§ Text for analysis:

The 1911 plat map shows the roads extended, with more settlers along them. The predecessor of highway 64 had been extended another mile to a community of Goodrich, with a sawmill and a school on the map, and a railroad entering from the south. That railroad was Upham Manufacturing's logging line coming up from Athens, by 1911 owned by the Copper River Land Co. Another wagon road followed the course of Martin Road north from 64 to the town line, with shorter roads branching off to the west. Settlers were filling in along all these. Another rural school had appeared along the south boundary of the town. Large chunks still remained unsettled, mostly owned by the Rib River Land Co.

==Demographics==
As of the census of 2010, there were 510 people, 188 households, and 144 families residing in the town. The population density was 14 people per square mile (5.4/km^{2}). There were 243 housing units at an average density of 6.7 per square mile (2.6/km^{2}). The racial makeup of the town was 99.8% White, and 0.2% from two or more races. Hispanic or Latino people of any race were 0.2% of the population

There were 188 households, out of which 31.4% had children under the age of 18 living with them, 66.5% were married couples living together, 4.8% had a female householder with no husband present, and 23.4% were non-families. 20.2% of all households were made up of individuals, and 22.9% had someone living alone who was 65 years of age or older. The average household size was 2.71 and the average family size was 3.11.

In the town, the population was spread out, with 24.5% under the age of 18, 7.25% from 18 to 24, 23.5% from 25 to 44, 33.1% from 45 to 64, and 11.6% who were 65 years of age or older. The median age was 40.6 years. For every 1 female there were 1.29 males. For every 1 female age 18 and over, there were 1.06 males.

As of the census of 2000, The median income for a household in the town was $42,500, and the median income for a family was $45,000. Males had a median income of $27,788 versus $20,278 for females. The per capita income for the town was $16,724. About 8.8% of families and 10.3% of the population were below the poverty line, including 11.6% of those under age 18 and 18.7% of those age 65 or over.

== Religion ==
The Town of Goodrich has two churches, Goodrich Community Church and St. Andrew's Lutheran Church.

§ Data records:
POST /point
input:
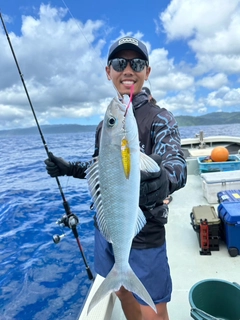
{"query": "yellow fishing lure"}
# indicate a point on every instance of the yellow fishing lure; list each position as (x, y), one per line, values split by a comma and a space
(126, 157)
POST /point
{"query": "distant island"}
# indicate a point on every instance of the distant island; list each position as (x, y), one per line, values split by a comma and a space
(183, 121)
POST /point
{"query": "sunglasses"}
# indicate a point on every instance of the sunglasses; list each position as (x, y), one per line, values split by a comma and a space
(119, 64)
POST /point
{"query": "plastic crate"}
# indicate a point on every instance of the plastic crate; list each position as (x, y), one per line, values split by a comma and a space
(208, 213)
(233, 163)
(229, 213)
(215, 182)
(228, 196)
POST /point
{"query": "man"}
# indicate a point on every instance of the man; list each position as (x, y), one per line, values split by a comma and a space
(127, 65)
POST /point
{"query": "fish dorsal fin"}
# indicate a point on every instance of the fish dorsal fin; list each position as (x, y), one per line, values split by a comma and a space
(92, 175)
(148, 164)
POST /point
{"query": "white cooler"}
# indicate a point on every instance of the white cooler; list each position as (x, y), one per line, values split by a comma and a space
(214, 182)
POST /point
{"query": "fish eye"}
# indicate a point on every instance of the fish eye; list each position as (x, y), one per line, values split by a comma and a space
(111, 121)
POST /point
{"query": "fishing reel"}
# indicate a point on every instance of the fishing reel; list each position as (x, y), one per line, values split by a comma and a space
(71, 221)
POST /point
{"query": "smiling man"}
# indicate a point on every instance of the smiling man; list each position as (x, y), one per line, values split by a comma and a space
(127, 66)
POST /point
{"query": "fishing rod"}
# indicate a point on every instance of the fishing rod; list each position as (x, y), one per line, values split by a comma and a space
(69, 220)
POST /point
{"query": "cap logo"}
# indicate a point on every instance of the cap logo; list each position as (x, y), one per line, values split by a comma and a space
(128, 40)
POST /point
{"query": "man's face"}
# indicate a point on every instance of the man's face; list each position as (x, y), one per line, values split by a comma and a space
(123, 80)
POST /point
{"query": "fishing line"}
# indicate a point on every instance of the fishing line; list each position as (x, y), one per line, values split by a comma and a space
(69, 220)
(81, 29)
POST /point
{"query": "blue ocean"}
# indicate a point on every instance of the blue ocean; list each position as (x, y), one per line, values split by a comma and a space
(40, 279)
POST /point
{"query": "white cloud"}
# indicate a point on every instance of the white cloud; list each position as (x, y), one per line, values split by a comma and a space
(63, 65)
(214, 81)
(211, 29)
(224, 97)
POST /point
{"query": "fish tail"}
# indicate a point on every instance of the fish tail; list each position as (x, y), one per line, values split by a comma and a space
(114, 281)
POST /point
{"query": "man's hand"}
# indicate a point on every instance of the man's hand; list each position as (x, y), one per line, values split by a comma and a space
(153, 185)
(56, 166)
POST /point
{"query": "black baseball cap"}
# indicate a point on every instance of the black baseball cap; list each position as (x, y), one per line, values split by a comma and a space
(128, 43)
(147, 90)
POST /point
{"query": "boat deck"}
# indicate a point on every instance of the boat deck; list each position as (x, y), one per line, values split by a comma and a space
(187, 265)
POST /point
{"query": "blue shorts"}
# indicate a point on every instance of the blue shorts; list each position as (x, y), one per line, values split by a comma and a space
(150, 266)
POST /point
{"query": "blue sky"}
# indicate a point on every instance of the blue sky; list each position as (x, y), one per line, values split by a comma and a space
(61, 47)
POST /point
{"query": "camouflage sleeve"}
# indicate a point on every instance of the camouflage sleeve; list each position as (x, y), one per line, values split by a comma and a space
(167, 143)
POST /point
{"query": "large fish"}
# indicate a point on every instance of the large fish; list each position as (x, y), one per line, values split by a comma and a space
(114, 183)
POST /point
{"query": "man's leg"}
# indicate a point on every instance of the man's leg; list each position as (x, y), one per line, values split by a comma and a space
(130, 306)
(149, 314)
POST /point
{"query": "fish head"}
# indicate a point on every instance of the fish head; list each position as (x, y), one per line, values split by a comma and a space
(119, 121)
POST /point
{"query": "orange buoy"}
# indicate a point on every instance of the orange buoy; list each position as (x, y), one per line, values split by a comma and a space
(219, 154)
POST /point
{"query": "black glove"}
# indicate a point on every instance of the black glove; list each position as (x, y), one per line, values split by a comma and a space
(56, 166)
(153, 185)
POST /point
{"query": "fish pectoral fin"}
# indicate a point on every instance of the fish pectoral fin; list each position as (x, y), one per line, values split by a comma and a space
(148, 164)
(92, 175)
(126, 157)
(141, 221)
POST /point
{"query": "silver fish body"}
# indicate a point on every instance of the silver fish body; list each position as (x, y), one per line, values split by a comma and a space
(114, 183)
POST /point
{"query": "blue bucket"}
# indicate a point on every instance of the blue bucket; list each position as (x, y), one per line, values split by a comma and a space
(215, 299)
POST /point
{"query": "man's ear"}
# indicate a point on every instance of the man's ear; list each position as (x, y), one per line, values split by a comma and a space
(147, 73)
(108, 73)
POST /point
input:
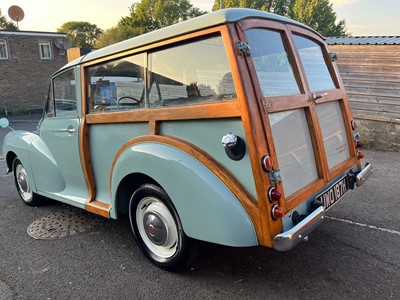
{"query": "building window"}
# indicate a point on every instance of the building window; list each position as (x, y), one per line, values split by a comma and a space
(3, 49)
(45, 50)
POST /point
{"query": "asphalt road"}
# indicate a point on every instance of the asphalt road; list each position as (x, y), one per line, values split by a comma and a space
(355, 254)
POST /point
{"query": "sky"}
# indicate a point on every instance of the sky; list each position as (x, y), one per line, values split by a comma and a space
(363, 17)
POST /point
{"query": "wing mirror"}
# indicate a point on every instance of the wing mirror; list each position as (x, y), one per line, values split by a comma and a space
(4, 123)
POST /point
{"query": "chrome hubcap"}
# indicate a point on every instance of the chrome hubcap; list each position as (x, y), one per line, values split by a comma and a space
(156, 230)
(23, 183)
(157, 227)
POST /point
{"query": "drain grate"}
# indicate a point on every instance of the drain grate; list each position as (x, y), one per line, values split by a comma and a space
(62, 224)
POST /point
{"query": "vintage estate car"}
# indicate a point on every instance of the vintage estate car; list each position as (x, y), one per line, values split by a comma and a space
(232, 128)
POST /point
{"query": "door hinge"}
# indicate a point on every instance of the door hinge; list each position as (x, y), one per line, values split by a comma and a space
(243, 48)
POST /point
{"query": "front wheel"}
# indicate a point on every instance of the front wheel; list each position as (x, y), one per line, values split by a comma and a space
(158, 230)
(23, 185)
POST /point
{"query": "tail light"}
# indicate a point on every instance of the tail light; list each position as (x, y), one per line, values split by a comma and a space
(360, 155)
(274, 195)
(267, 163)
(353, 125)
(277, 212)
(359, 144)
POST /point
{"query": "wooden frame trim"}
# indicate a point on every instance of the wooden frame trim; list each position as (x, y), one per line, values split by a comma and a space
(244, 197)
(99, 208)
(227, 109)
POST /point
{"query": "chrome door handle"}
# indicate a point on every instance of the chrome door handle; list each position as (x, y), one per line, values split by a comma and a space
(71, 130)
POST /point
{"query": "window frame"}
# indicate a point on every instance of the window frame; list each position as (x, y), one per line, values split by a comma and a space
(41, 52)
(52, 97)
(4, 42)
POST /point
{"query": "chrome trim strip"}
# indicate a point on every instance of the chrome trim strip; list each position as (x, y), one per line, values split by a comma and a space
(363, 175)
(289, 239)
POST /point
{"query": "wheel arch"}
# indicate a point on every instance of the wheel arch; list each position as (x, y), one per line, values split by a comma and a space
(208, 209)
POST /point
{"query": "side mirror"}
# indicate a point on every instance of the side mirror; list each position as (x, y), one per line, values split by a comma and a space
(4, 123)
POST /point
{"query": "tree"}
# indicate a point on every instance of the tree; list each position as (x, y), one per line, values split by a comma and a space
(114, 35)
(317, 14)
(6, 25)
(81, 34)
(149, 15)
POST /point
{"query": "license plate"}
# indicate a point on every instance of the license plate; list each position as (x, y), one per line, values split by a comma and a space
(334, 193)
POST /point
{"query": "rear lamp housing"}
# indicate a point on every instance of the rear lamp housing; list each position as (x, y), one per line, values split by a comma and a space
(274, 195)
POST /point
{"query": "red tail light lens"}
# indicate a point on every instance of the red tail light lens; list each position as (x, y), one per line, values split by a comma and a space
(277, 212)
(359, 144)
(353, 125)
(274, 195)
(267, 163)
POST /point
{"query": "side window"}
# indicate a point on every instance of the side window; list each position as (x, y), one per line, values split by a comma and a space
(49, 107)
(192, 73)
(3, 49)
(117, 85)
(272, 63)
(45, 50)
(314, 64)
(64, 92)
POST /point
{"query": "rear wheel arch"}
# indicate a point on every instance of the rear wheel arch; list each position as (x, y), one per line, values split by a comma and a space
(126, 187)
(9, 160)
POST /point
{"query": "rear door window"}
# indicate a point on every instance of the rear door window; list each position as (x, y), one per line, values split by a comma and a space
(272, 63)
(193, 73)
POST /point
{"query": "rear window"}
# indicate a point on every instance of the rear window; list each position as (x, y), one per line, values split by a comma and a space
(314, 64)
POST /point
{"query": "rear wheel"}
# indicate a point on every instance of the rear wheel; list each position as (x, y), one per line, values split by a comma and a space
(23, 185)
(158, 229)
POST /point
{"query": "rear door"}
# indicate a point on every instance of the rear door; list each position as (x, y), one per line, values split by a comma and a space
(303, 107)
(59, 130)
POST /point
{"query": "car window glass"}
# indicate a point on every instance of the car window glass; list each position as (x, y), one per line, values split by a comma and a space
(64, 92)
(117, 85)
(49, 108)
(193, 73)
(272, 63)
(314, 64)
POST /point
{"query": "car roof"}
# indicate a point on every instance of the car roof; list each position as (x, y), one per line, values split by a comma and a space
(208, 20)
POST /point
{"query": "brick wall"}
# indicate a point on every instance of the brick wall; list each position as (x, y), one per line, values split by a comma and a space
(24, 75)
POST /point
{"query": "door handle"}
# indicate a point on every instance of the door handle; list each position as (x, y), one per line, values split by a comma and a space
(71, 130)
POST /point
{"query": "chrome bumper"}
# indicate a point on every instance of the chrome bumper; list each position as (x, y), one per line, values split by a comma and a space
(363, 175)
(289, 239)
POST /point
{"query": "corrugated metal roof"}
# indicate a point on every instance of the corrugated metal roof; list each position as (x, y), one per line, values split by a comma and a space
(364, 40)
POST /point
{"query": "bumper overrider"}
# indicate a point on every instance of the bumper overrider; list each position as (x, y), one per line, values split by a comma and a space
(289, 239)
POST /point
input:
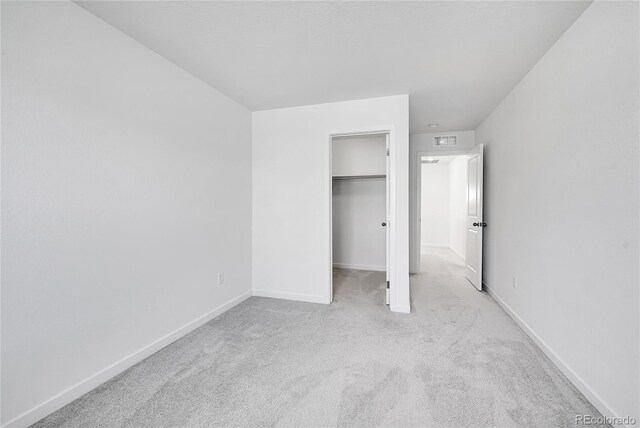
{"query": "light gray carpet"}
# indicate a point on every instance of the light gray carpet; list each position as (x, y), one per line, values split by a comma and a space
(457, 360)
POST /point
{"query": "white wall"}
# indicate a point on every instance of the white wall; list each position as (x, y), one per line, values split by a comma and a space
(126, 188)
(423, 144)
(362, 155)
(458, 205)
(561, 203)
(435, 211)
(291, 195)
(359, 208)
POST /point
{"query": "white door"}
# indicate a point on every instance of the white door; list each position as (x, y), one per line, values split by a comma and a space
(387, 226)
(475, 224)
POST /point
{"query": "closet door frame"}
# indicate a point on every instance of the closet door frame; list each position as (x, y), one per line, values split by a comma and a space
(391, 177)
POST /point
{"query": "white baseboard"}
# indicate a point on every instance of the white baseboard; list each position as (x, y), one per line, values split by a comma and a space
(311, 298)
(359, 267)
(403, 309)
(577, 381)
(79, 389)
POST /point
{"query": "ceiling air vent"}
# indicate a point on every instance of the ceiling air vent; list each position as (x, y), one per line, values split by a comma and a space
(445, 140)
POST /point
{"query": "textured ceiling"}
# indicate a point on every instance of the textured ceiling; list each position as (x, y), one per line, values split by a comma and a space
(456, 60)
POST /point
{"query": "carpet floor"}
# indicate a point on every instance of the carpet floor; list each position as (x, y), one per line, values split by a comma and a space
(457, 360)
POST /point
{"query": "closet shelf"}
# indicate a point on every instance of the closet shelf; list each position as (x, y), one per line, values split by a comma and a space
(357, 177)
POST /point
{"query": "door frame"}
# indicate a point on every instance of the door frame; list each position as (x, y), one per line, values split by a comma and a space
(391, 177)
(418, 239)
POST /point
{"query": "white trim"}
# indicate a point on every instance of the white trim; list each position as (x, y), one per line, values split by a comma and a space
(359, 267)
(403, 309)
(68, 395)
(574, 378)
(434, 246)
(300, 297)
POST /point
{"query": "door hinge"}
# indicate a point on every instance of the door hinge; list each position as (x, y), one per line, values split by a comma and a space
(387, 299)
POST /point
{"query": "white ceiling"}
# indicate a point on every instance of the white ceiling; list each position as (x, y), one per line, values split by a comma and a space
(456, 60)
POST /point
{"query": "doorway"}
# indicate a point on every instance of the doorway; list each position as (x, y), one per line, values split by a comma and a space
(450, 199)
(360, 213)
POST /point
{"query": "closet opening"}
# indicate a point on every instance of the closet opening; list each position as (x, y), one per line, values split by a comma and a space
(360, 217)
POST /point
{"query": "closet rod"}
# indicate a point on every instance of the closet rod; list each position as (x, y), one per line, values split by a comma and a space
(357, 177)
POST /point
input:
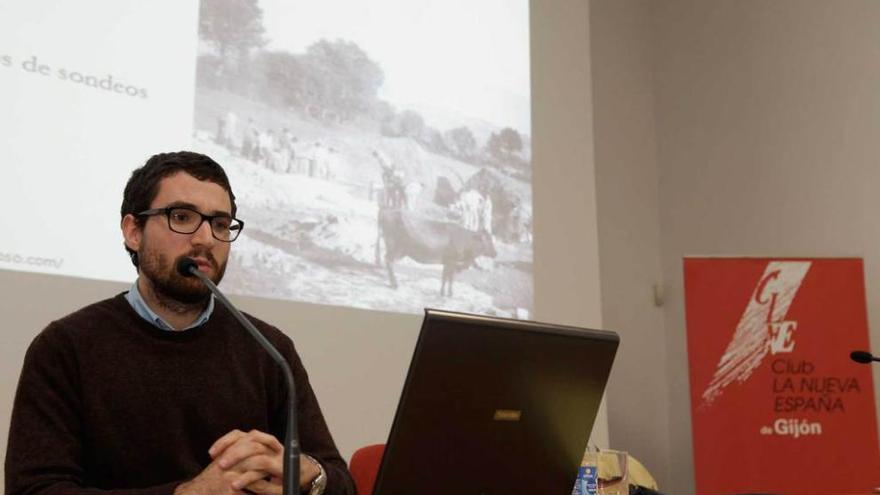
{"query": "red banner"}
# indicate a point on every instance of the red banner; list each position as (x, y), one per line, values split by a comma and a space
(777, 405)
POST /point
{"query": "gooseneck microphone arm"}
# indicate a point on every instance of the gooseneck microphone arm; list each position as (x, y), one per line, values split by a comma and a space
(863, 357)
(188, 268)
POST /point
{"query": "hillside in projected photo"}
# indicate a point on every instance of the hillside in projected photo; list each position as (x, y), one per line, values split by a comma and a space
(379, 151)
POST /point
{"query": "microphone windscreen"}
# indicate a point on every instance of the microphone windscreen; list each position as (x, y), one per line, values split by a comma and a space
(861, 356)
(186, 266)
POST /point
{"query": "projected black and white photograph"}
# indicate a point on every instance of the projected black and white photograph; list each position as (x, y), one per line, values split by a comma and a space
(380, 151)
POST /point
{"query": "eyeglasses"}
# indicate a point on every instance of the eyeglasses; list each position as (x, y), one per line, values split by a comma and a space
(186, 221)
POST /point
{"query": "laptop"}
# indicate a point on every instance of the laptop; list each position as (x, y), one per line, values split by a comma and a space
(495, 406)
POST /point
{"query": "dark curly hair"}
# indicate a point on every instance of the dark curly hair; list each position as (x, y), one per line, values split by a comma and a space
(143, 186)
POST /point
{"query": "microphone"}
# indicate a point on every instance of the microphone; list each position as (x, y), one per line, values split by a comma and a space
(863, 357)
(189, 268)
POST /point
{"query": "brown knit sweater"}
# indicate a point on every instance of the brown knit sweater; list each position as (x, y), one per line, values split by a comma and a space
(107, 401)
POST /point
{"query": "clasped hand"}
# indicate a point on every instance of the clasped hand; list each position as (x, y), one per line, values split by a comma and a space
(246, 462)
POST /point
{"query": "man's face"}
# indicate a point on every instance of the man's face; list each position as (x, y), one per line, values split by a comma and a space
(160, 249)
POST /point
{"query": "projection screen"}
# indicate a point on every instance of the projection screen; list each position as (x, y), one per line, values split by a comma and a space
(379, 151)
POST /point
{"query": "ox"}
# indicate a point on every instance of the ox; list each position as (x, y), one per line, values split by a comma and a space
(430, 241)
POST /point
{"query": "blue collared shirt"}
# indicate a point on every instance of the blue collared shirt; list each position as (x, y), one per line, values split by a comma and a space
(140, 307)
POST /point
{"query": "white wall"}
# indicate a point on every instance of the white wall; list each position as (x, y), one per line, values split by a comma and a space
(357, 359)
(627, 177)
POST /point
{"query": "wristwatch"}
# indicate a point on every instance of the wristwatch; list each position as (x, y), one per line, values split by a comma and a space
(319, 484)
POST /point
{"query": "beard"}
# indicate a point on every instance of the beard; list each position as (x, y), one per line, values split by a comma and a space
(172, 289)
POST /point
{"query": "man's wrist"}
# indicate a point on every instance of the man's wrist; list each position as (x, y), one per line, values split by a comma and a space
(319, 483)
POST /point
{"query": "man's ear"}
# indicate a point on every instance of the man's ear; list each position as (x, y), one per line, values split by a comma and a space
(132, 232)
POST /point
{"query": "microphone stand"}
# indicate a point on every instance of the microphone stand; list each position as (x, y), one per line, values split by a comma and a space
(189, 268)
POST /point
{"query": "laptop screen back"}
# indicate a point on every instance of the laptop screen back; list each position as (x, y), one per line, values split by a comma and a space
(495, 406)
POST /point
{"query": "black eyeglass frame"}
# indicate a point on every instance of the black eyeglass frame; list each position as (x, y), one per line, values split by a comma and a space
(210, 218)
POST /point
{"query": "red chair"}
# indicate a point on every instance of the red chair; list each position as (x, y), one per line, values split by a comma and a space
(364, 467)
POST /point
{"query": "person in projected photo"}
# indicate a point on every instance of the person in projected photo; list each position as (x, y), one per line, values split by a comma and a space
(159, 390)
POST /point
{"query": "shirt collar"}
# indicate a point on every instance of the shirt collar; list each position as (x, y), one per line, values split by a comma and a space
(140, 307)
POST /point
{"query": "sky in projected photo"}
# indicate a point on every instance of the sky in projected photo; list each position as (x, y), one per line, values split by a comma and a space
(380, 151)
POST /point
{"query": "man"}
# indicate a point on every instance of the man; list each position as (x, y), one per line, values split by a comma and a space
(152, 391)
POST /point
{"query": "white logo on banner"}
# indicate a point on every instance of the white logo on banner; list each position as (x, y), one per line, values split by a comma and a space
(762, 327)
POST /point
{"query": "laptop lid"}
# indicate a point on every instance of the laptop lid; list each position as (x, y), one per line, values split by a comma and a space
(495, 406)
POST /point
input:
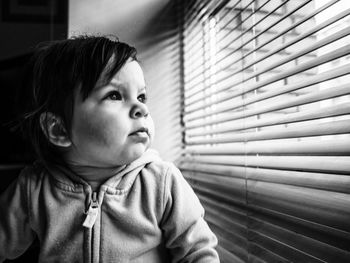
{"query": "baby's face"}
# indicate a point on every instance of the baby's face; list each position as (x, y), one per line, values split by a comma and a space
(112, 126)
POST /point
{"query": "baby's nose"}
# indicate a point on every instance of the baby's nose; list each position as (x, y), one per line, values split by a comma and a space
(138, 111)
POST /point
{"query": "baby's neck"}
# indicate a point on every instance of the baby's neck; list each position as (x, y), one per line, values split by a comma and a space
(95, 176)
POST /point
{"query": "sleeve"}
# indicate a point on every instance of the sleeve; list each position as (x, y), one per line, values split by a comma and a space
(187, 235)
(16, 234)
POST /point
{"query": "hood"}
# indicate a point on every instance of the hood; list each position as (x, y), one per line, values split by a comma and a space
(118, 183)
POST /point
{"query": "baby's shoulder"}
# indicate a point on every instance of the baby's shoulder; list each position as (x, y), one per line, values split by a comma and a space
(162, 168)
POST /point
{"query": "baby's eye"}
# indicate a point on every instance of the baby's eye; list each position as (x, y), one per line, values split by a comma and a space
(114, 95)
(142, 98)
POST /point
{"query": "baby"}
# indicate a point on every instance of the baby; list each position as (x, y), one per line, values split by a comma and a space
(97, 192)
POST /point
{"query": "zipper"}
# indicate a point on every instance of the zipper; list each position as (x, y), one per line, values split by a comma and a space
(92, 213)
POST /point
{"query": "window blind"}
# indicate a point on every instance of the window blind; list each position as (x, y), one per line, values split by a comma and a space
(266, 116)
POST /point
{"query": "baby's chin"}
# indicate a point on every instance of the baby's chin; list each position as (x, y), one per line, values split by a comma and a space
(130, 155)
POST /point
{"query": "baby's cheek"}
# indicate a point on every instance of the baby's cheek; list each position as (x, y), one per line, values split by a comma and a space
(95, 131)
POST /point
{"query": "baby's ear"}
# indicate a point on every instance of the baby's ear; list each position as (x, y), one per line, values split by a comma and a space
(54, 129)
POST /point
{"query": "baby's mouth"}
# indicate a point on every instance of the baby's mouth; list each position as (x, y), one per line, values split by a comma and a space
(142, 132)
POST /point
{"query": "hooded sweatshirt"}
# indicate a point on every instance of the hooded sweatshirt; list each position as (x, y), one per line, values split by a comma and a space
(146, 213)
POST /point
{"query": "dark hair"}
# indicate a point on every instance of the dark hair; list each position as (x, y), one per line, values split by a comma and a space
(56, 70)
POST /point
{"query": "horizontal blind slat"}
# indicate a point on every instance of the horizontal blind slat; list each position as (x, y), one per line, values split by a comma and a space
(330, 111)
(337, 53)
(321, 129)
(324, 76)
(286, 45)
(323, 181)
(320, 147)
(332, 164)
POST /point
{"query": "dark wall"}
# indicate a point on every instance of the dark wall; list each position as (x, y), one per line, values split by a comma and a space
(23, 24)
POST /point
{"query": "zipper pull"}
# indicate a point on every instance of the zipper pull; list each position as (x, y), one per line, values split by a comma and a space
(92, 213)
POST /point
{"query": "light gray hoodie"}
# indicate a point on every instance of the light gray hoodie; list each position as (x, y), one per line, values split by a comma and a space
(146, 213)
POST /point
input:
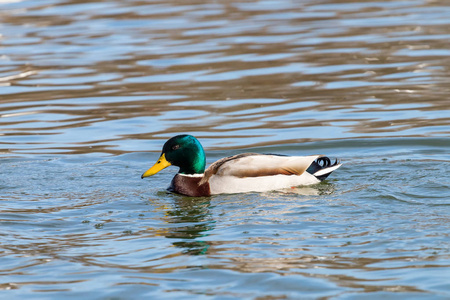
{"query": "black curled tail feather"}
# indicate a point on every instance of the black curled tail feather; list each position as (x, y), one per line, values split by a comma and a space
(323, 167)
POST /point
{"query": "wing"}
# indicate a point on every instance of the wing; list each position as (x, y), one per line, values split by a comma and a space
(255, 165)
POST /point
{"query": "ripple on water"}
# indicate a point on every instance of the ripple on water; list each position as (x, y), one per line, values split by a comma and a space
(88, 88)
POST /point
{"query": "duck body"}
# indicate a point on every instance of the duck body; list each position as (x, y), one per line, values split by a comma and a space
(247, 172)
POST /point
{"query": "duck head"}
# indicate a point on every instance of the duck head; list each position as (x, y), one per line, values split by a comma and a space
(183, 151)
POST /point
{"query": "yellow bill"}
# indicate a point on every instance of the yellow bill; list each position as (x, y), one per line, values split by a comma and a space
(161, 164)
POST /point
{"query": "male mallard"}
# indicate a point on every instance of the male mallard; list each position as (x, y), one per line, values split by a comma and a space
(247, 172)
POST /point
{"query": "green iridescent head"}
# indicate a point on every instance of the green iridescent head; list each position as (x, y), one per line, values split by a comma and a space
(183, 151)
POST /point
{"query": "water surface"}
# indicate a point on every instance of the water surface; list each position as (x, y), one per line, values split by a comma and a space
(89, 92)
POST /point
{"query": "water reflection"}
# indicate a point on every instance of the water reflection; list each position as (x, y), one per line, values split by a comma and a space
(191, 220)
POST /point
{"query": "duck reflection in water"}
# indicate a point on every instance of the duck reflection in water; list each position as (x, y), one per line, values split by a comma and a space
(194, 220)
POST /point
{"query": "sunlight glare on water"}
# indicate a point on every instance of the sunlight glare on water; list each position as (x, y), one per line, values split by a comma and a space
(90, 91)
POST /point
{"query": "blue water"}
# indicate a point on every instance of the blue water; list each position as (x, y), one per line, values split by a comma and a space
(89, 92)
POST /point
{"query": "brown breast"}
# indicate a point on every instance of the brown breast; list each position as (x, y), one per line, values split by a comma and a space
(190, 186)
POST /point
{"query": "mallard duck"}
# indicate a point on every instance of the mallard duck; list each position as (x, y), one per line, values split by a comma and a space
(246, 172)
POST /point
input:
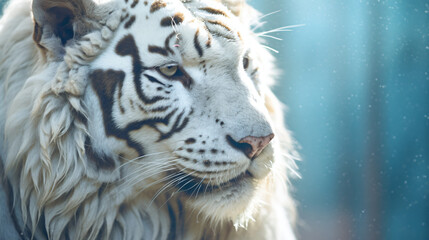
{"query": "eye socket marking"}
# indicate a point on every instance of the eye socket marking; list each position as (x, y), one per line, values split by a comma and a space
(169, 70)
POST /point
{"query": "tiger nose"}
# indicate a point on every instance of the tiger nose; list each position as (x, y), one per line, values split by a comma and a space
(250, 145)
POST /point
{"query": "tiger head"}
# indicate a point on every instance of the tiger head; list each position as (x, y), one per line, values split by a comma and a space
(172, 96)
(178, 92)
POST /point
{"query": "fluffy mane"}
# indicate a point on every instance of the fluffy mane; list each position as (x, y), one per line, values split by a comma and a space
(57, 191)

§ Study questions:
- a) Reproduce, word for word, the portion of the text on the Town of Goodrich that opens with the words containing "In the town, the" and closes with "Andrew's Lutheran Church.".
- b) Name every company mentioned in the text on the Town of Goodrich.
None of the material is required for this work.

§ Solutions to the tasks:
- a)
In the town, the population was spread out, with 24.5% under the age of 18, 7.25% from 18 to 24, 23.5% from 25 to 44, 33.1% from 45 to 64, and 11.6% who were 65 years of age or older. The median age was 40.6 years. For every 1 female there were 1.29 males. For every 1 female age 18 and over, there were 1.06 males.

As of the census of 2000, The median income for a household in the town was $42,500, and the median income for a family was $45,000. Males had a median income of $27,788 versus $20,278 for females. The per capita income for the town was $16,724. About 8.8% of families and 10.3% of the population were below the poverty line, including 11.6% of those under age 18 and 18.7% of those age 65 or over.

== Religion ==
The Town of Goodrich has two churches, Goodrich Community Church and St. Andrew's Lutheran Church.

- b)
Upham Manufacturing
Copper River Land Co.
Rib River Land Co.